---- RECORDS PROVIDED

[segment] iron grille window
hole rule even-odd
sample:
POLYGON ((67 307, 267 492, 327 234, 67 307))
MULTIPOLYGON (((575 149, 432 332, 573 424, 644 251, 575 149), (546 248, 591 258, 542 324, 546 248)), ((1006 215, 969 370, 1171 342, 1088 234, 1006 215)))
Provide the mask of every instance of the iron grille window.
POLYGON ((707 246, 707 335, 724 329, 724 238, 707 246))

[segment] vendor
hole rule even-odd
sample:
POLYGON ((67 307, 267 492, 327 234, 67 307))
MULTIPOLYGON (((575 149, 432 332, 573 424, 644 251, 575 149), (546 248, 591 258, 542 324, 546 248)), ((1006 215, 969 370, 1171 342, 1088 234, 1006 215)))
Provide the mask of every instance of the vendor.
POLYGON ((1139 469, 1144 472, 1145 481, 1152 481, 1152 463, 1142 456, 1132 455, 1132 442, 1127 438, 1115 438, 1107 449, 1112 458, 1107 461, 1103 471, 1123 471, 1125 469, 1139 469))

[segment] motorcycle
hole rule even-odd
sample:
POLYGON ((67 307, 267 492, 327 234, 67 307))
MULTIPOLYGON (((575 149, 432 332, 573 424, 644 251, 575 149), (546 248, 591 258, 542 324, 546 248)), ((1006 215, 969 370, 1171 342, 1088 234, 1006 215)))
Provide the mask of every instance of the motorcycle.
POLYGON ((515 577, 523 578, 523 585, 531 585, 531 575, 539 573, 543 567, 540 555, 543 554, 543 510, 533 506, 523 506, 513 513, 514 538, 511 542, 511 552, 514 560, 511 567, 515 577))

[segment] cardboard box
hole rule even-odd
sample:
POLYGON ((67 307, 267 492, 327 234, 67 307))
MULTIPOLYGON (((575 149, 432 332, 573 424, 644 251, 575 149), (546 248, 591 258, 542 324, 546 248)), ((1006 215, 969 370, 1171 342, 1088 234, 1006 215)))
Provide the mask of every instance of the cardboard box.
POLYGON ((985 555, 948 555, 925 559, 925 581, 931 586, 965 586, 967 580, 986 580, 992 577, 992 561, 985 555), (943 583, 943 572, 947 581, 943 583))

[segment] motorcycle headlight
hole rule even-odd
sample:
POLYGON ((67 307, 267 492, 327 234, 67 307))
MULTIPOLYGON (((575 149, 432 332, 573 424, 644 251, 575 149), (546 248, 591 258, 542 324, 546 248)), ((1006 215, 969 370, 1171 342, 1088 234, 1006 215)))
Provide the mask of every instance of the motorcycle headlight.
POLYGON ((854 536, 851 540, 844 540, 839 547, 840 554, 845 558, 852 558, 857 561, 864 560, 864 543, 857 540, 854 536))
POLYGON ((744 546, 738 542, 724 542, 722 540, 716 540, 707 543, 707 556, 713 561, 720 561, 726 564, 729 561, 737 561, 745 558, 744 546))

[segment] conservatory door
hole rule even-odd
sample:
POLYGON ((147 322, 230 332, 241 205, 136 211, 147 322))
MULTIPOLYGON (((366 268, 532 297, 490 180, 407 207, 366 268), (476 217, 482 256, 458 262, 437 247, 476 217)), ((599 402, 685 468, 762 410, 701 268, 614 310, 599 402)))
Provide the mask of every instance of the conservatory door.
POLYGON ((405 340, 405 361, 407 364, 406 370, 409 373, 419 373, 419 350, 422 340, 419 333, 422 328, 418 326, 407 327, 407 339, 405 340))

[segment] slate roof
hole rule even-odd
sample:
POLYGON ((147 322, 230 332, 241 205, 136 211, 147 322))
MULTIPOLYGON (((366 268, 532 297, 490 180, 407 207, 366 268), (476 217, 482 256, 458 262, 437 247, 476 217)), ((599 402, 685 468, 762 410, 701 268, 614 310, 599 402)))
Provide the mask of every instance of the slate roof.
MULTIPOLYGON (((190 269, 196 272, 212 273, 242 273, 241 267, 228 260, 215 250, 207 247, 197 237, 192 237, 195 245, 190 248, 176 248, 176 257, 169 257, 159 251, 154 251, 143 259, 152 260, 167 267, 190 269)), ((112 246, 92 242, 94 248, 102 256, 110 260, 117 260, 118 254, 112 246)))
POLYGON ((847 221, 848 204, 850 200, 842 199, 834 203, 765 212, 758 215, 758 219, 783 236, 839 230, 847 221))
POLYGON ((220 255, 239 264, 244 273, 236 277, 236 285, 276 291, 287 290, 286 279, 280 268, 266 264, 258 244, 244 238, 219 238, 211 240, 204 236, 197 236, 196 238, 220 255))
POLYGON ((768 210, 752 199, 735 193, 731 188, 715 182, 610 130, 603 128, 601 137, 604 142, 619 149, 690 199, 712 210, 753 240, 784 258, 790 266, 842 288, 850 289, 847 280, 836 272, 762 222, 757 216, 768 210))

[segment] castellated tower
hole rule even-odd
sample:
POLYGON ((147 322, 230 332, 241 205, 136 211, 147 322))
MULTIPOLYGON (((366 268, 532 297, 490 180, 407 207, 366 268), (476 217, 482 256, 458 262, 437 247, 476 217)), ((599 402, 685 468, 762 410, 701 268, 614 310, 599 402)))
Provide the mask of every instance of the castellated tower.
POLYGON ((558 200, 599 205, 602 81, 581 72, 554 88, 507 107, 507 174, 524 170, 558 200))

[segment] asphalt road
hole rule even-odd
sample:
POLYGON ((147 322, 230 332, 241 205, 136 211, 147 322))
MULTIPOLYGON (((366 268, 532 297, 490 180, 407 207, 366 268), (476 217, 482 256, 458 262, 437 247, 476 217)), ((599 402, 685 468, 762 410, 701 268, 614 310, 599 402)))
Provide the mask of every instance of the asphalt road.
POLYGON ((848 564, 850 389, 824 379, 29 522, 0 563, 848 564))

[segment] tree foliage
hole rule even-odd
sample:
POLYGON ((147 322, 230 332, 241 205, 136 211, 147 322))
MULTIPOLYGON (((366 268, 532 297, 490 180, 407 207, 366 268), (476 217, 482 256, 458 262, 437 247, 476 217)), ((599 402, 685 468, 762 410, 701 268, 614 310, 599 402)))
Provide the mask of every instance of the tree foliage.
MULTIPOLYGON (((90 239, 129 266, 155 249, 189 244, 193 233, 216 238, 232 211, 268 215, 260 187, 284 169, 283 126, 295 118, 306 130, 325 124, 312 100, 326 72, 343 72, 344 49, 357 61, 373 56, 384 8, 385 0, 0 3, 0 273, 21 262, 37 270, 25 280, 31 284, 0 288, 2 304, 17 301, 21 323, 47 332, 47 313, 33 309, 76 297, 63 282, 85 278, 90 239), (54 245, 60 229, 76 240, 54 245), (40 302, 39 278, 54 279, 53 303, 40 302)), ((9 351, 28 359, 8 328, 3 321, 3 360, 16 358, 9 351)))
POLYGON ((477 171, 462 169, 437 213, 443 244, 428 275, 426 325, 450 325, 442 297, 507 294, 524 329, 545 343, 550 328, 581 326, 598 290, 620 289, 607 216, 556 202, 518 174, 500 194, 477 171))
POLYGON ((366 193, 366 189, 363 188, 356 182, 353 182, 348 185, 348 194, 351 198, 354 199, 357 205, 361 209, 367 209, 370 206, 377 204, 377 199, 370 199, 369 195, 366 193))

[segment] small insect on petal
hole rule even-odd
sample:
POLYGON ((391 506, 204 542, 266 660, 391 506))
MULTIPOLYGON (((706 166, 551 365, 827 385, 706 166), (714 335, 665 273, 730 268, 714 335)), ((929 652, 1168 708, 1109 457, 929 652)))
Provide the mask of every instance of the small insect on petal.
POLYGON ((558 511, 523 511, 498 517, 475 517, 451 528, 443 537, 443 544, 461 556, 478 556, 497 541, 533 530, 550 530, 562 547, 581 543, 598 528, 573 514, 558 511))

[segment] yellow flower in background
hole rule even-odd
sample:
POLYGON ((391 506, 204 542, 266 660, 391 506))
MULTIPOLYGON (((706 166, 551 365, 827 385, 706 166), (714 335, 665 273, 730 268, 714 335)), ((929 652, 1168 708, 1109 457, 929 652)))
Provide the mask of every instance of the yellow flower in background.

--------

* EXERCISE AIM: Recast the listing's lines from the one containing "[segment] motorcycle headlight" through the one containing "POLYGON ((744 546, 738" as a numbered list, one line per item, leaving out any blank lines.

* REPLY TO THE TASK:
1. [segment] motorcycle headlight
2. hole rule even-odd
3. sample:
4. POLYGON ((67 307, 267 492, 327 234, 67 307))
5. MULTIPOLYGON (((575 149, 432 332, 573 424, 644 251, 575 149), (546 248, 591 258, 542 324, 546 248)), ((1006 215, 969 370, 1171 342, 1088 234, 1006 215)))
6. Provide the mask of every instance of the motorcycle headlight.
7. POLYGON ((854 536, 851 540, 844 540, 839 547, 840 554, 845 558, 852 558, 857 561, 864 560, 864 543, 857 540, 854 536))
8. POLYGON ((744 546, 738 542, 724 542, 722 540, 716 540, 707 543, 707 556, 713 561, 720 561, 726 564, 729 561, 737 561, 745 558, 744 546))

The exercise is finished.